* **SHORT TASK**: Gather every line of the data below that contains the word "field", and copy each such line in full. Uppercase and lowercase letters count as different.

* BEGIN DATASET RECORDS *

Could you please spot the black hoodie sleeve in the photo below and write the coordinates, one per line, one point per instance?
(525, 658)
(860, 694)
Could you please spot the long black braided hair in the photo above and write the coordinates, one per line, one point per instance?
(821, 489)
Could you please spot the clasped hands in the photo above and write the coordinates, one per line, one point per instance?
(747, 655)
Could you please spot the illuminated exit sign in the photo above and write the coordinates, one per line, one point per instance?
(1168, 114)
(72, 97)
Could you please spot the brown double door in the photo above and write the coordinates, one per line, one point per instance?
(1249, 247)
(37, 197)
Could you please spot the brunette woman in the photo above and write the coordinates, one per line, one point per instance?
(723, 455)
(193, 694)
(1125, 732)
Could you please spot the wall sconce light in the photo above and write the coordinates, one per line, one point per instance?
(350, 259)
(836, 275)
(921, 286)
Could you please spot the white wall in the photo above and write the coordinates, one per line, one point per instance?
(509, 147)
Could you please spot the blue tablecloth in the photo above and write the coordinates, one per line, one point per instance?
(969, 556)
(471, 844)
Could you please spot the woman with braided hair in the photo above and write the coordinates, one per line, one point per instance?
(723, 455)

* END DATASET RECORDS *
* BEGIN DATASET RECORDS *

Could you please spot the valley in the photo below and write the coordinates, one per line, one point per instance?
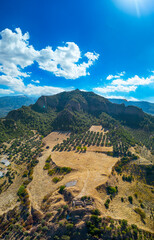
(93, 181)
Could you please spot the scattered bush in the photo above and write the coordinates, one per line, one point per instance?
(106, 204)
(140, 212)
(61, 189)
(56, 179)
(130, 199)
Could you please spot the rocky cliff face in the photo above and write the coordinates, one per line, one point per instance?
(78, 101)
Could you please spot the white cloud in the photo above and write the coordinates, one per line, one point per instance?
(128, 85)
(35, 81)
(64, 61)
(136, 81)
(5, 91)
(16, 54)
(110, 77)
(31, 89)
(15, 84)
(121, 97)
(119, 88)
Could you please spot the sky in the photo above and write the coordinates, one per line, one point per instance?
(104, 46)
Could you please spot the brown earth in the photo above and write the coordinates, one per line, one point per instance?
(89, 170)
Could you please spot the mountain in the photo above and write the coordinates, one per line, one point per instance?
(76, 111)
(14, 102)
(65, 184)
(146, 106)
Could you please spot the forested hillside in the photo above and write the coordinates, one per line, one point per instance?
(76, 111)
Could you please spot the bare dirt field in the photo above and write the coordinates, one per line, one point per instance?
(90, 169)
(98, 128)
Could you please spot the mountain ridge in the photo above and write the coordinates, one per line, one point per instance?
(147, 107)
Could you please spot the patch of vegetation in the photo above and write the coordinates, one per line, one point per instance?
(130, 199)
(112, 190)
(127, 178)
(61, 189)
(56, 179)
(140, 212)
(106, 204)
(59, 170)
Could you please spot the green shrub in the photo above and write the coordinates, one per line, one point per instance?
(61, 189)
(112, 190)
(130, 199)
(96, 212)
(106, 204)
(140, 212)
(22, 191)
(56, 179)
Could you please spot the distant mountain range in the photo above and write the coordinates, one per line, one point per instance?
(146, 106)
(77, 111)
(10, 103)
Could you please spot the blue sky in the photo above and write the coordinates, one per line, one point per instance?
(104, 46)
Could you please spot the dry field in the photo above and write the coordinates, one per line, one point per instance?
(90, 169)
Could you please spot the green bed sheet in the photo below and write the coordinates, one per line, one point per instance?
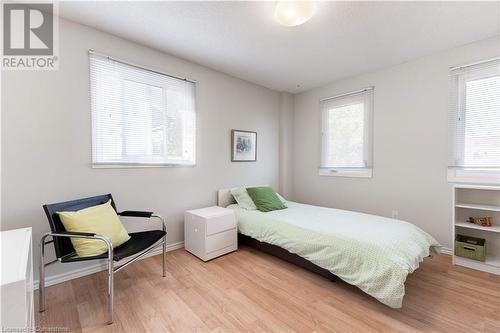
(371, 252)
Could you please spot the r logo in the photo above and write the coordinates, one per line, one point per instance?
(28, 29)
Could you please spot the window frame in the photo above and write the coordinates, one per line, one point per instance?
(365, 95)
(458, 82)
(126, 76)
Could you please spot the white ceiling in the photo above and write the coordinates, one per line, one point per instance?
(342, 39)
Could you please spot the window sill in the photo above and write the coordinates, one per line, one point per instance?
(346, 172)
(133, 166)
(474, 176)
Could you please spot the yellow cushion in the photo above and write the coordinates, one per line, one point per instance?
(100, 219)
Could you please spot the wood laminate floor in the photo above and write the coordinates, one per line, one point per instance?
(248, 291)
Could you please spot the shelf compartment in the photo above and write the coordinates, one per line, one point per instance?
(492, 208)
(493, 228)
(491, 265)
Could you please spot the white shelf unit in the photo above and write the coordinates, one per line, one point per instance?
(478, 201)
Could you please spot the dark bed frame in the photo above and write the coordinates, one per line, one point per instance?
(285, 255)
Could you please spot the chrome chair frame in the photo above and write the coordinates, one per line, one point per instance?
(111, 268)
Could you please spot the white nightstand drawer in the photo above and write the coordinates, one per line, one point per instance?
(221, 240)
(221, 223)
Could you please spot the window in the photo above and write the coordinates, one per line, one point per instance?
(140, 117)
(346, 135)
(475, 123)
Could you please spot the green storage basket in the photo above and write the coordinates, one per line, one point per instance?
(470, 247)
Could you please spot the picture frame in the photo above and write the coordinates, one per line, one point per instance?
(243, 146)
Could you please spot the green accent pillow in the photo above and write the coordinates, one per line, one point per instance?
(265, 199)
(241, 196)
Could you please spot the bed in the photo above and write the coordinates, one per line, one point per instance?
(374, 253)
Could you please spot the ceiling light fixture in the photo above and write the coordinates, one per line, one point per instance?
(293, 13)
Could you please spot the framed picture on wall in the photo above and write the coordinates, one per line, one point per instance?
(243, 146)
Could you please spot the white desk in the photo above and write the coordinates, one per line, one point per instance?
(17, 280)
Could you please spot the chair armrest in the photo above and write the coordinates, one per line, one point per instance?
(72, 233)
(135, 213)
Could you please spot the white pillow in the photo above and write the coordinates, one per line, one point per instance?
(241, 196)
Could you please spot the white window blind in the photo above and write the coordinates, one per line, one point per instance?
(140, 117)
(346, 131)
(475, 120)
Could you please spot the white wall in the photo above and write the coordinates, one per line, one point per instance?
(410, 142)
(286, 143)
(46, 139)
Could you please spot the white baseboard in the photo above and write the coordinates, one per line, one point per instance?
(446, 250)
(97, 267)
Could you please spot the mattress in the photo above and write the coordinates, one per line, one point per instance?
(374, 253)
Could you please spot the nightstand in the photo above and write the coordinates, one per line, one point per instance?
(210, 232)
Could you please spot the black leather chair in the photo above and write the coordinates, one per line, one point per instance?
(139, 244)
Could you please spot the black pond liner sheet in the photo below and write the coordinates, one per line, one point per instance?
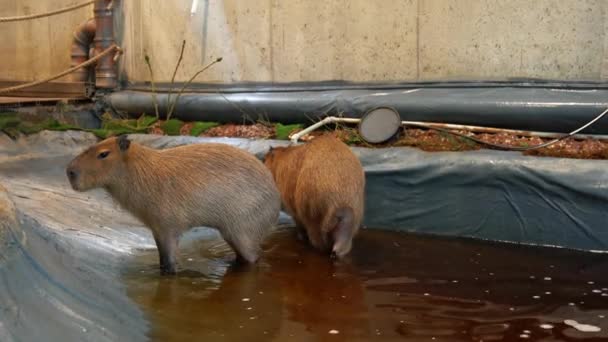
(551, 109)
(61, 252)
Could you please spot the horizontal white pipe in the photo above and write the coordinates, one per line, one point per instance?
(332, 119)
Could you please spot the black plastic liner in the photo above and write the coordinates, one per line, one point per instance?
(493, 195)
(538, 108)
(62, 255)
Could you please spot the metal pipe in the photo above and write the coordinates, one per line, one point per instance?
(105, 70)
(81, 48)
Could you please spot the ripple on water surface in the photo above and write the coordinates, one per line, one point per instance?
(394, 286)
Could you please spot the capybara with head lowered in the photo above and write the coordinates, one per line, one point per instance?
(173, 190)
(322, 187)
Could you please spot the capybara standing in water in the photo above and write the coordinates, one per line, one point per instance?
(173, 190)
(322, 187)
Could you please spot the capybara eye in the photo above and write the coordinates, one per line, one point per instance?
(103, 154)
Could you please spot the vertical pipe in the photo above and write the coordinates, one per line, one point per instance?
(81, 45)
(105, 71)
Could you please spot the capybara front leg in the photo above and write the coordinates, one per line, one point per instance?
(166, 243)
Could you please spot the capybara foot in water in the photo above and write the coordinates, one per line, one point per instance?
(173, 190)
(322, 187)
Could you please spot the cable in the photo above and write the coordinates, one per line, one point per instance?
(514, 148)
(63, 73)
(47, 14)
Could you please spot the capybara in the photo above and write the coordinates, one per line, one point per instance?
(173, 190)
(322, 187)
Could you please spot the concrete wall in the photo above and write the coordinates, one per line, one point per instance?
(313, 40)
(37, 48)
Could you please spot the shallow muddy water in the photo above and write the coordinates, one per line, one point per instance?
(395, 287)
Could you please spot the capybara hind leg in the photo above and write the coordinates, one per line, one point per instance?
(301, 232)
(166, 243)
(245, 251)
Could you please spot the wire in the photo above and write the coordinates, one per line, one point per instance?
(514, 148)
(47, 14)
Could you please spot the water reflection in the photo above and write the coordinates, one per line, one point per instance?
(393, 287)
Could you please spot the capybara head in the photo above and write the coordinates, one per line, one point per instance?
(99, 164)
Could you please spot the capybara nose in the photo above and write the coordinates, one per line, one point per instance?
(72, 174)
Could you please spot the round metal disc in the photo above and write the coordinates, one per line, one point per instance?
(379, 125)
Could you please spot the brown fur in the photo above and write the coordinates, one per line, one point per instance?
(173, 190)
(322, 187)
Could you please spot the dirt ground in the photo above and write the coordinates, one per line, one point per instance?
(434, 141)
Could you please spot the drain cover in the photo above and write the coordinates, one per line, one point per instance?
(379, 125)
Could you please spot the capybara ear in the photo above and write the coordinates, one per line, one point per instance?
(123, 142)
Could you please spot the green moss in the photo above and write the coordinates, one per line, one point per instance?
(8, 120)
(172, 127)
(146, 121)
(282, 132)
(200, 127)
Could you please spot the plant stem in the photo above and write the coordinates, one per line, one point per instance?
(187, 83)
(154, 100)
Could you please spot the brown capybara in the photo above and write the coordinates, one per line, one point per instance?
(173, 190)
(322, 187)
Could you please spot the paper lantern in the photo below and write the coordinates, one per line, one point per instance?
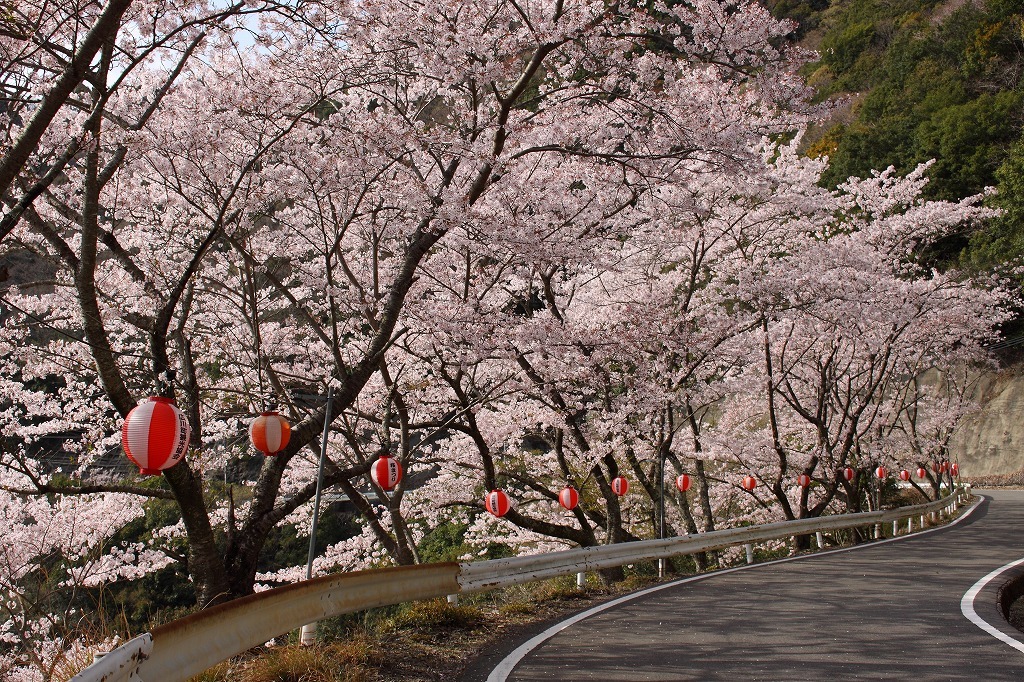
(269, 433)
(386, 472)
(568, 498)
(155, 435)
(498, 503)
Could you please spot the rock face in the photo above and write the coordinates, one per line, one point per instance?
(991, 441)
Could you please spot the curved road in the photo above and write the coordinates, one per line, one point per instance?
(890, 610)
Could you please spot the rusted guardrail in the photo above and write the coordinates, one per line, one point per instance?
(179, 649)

* END DATASET RECORDS *

* **RESULT OF THE TASK**:
Could you please spot the bare dirt field in the photo above and write the coordinates, one per line, one point per instance?
Could you please spot the dry field in the photo above and write the coordinates, one per line, one point per instance?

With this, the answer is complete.